EXERCISE BRIEF: Reproduce all of the rows below character for character, omitting the pictures.

DATA IN THIS EXERCISE:
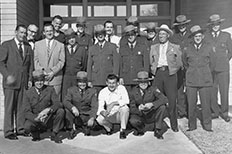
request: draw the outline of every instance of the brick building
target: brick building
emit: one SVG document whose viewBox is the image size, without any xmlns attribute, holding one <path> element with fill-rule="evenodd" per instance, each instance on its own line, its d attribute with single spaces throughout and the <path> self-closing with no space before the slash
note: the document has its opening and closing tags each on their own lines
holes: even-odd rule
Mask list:
<svg viewBox="0 0 232 154">
<path fill-rule="evenodd" d="M 95 24 L 110 19 L 121 35 L 125 19 L 131 15 L 138 16 L 142 29 L 147 22 L 171 25 L 179 14 L 187 15 L 191 24 L 205 27 L 208 17 L 218 13 L 226 19 L 222 25 L 226 29 L 232 27 L 231 6 L 231 0 L 0 0 L 0 42 L 14 36 L 17 24 L 34 23 L 41 29 L 56 14 L 64 17 L 64 29 L 75 29 L 77 16 L 87 17 L 89 33 Z M 1 80 L 0 75 L 0 129 L 4 113 Z"/>
</svg>

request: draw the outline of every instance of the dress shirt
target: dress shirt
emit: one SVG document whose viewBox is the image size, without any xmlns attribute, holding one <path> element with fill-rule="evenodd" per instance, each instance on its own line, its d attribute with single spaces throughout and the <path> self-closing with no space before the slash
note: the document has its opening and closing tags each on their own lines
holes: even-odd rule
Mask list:
<svg viewBox="0 0 232 154">
<path fill-rule="evenodd" d="M 166 55 L 167 49 L 168 49 L 168 41 L 164 44 L 159 45 L 158 67 L 168 66 L 167 55 Z"/>
<path fill-rule="evenodd" d="M 97 115 L 100 114 L 101 111 L 104 111 L 104 106 L 110 105 L 112 102 L 117 101 L 119 106 L 124 106 L 129 104 L 129 96 L 126 88 L 123 85 L 119 85 L 114 91 L 110 91 L 108 87 L 105 87 L 99 92 L 98 95 L 98 111 Z"/>
</svg>

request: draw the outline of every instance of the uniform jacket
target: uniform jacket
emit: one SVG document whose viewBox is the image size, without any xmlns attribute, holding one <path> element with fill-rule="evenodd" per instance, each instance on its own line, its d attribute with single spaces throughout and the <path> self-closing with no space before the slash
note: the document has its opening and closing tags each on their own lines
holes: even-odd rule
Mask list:
<svg viewBox="0 0 232 154">
<path fill-rule="evenodd" d="M 3 42 L 0 49 L 0 72 L 3 75 L 3 87 L 7 89 L 27 89 L 28 81 L 32 81 L 33 51 L 31 47 L 24 44 L 24 58 L 19 55 L 18 47 L 14 39 Z M 6 84 L 6 78 L 13 75 L 16 81 Z"/>
<path fill-rule="evenodd" d="M 55 40 L 52 43 L 50 54 L 47 54 L 46 40 L 35 43 L 34 63 L 35 69 L 44 69 L 45 72 L 54 72 L 54 78 L 48 85 L 60 85 L 62 82 L 63 66 L 65 62 L 64 44 Z"/>
<path fill-rule="evenodd" d="M 215 53 L 214 71 L 229 71 L 229 60 L 232 57 L 232 40 L 230 34 L 220 31 L 219 36 L 213 38 L 209 32 L 206 34 L 205 39 L 213 46 L 213 52 Z"/>
<path fill-rule="evenodd" d="M 149 48 L 136 42 L 131 49 L 128 43 L 119 49 L 120 54 L 120 74 L 125 85 L 137 84 L 133 79 L 137 78 L 137 73 L 141 70 L 149 71 Z"/>
<path fill-rule="evenodd" d="M 158 66 L 158 60 L 160 55 L 159 47 L 160 47 L 160 43 L 152 45 L 150 50 L 151 73 L 153 75 L 156 74 L 156 70 Z M 180 46 L 168 42 L 166 55 L 167 55 L 169 75 L 173 75 L 182 67 Z"/>
<path fill-rule="evenodd" d="M 203 42 L 199 50 L 193 44 L 185 47 L 182 60 L 186 68 L 186 86 L 212 86 L 211 70 L 214 68 L 212 46 Z"/>
<path fill-rule="evenodd" d="M 119 54 L 116 45 L 105 42 L 101 49 L 98 44 L 94 44 L 89 49 L 87 73 L 88 80 L 93 85 L 105 85 L 108 74 L 119 74 Z"/>
<path fill-rule="evenodd" d="M 64 74 L 76 76 L 79 71 L 86 71 L 87 68 L 87 53 L 83 46 L 77 45 L 73 54 L 69 52 L 68 47 L 65 47 L 65 65 Z"/>
<path fill-rule="evenodd" d="M 38 114 L 48 107 L 50 107 L 53 112 L 62 107 L 55 89 L 49 86 L 44 86 L 40 95 L 35 87 L 30 88 L 25 92 L 23 103 L 25 118 L 30 121 L 34 121 Z"/>
<path fill-rule="evenodd" d="M 95 117 L 98 108 L 97 92 L 93 88 L 87 88 L 83 96 L 80 89 L 73 86 L 68 89 L 67 95 L 64 98 L 64 106 L 72 111 L 72 107 L 76 107 L 80 114 L 87 114 L 90 117 Z"/>
<path fill-rule="evenodd" d="M 139 86 L 136 86 L 129 93 L 130 97 L 130 113 L 141 115 L 138 107 L 140 104 L 152 103 L 154 106 L 152 109 L 157 109 L 161 105 L 168 103 L 167 97 L 162 94 L 157 87 L 149 86 L 144 95 L 141 94 Z"/>
</svg>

RESULT BELOW:
request: draw the outline of every instance of the brick building
target: brick building
emit: one SVG document whose viewBox is the image size, without any xmlns attribute, holding one <path> element with fill-rule="evenodd" per instance, each instance on its own line, its d attribute with single spaces throughout and the <path> self-closing with no space before the slash
note: the document has its opening and closing tags each on their own lines
holes: even-odd rule
Mask list:
<svg viewBox="0 0 232 154">
<path fill-rule="evenodd" d="M 95 24 L 110 19 L 121 35 L 125 19 L 131 15 L 138 16 L 142 29 L 147 22 L 171 25 L 179 14 L 187 15 L 191 24 L 205 27 L 208 17 L 218 13 L 226 19 L 222 25 L 226 29 L 232 27 L 231 6 L 231 0 L 0 0 L 0 42 L 14 36 L 17 24 L 34 23 L 41 29 L 56 14 L 64 17 L 64 29 L 75 29 L 77 16 L 87 17 L 89 33 Z M 1 80 L 0 75 L 0 129 L 4 113 Z"/>
</svg>

request: draw the outline of every instance of the dress shirt
target: dress shirt
emit: one SVG document whose viewBox is the image size, without any xmlns attribute, holding one <path> element with fill-rule="evenodd" per instance, each instance on its own line, its d attribute with single spaces throughout and the <path> self-closing with no space before the slash
note: the document has its opening and closing tags each on their own lines
holes: even-odd rule
Mask list:
<svg viewBox="0 0 232 154">
<path fill-rule="evenodd" d="M 166 55 L 167 49 L 168 49 L 168 41 L 164 44 L 159 45 L 158 67 L 168 66 L 167 55 Z"/>
<path fill-rule="evenodd" d="M 97 115 L 100 114 L 101 111 L 104 111 L 104 106 L 110 105 L 112 102 L 117 101 L 119 106 L 124 106 L 129 104 L 129 96 L 126 88 L 123 85 L 119 85 L 114 91 L 110 91 L 108 87 L 105 87 L 99 92 L 98 95 L 98 111 Z"/>
</svg>

request: draw the outline of every instance of the uniform jacket
target: uniform jacket
emit: one SVG document whose viewBox is the image size, without any xmlns attribute, holding one <path> element with fill-rule="evenodd" per instance, each instance on its own line, its d attribute with single spaces throughout and the <path> self-closing with no space before the slash
note: the document has its opening and closing tags each on their own lines
holes: even-odd rule
Mask list:
<svg viewBox="0 0 232 154">
<path fill-rule="evenodd" d="M 3 42 L 0 49 L 0 72 L 3 75 L 3 87 L 7 89 L 27 89 L 28 81 L 32 81 L 33 51 L 31 47 L 24 44 L 24 58 L 19 55 L 18 47 L 14 39 Z M 6 84 L 6 78 L 13 75 L 16 81 Z"/>
<path fill-rule="evenodd" d="M 55 40 L 52 43 L 50 54 L 47 54 L 46 40 L 35 43 L 34 63 L 35 69 L 44 69 L 45 72 L 54 72 L 54 78 L 48 85 L 60 85 L 62 82 L 63 66 L 65 62 L 64 44 Z"/>
<path fill-rule="evenodd" d="M 215 53 L 214 71 L 229 71 L 229 60 L 232 57 L 232 40 L 230 34 L 220 31 L 219 36 L 213 38 L 209 32 L 206 34 L 205 39 L 213 46 L 213 52 Z"/>
<path fill-rule="evenodd" d="M 149 48 L 136 42 L 131 49 L 128 43 L 119 49 L 120 54 L 120 74 L 125 85 L 137 84 L 133 79 L 137 78 L 137 73 L 141 70 L 149 71 Z"/>
<path fill-rule="evenodd" d="M 158 66 L 158 60 L 160 55 L 159 47 L 160 47 L 160 43 L 152 45 L 150 50 L 151 73 L 153 75 L 156 74 L 156 70 Z M 180 46 L 168 42 L 166 55 L 167 55 L 169 75 L 173 75 L 182 67 Z"/>
<path fill-rule="evenodd" d="M 203 42 L 199 50 L 193 44 L 185 47 L 182 60 L 186 68 L 186 86 L 212 86 L 211 70 L 214 68 L 212 46 Z"/>
<path fill-rule="evenodd" d="M 119 54 L 116 45 L 105 42 L 101 49 L 98 44 L 94 44 L 89 49 L 87 73 L 88 80 L 93 85 L 105 85 L 108 74 L 119 74 Z"/>
<path fill-rule="evenodd" d="M 64 74 L 76 76 L 79 71 L 86 71 L 87 68 L 87 53 L 83 46 L 77 45 L 73 54 L 69 52 L 68 47 L 65 47 L 65 65 Z"/>
<path fill-rule="evenodd" d="M 38 114 L 48 107 L 50 107 L 53 112 L 62 107 L 55 89 L 49 86 L 44 86 L 40 95 L 35 87 L 30 88 L 25 92 L 23 103 L 25 118 L 30 121 L 34 121 Z"/>
<path fill-rule="evenodd" d="M 95 117 L 98 108 L 97 92 L 93 88 L 87 88 L 83 96 L 80 89 L 73 86 L 68 89 L 67 95 L 64 98 L 64 106 L 72 111 L 72 107 L 76 107 L 80 114 L 87 114 L 90 117 Z"/>
<path fill-rule="evenodd" d="M 139 86 L 136 86 L 129 93 L 130 97 L 130 113 L 141 115 L 138 107 L 140 104 L 152 103 L 154 106 L 152 109 L 157 109 L 161 105 L 168 103 L 167 97 L 162 94 L 157 87 L 149 86 L 144 95 L 141 94 Z"/>
</svg>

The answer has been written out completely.